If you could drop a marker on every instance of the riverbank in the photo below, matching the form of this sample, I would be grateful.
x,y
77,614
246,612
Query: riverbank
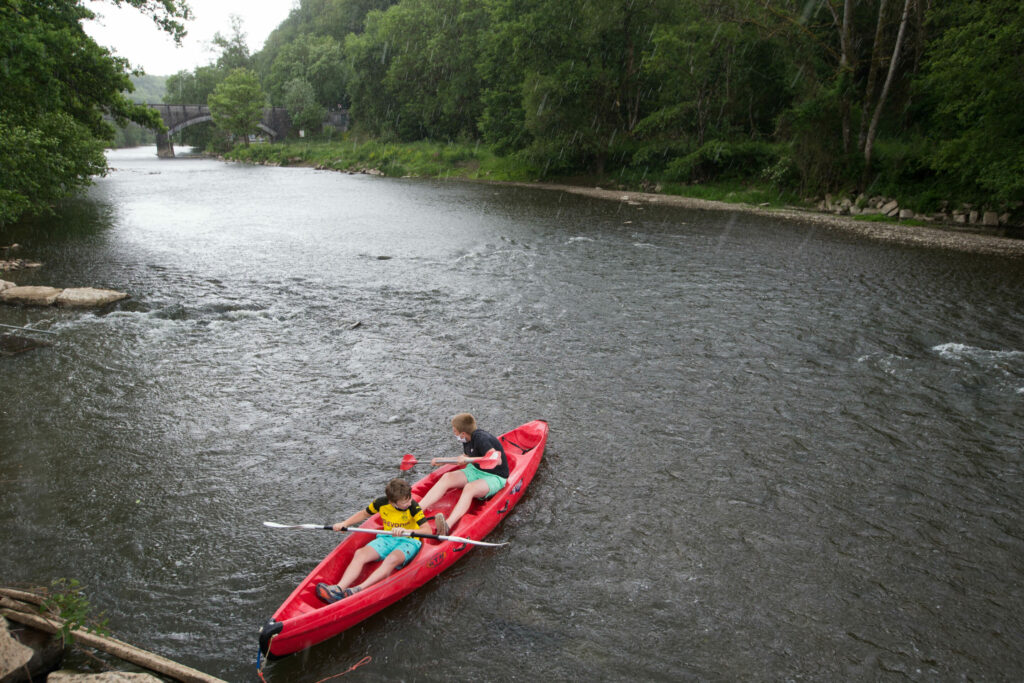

Aufgabe - Zitiere alle Einträge oben wortgetreu und vollständig. Die Bilder lässt du dabei weg.

Antwort -
If you could drop a marker on every instance of the riverbank in the photo below, matching the form of this sample, I would be grateful.
x,y
77,614
246,612
Query: riverbank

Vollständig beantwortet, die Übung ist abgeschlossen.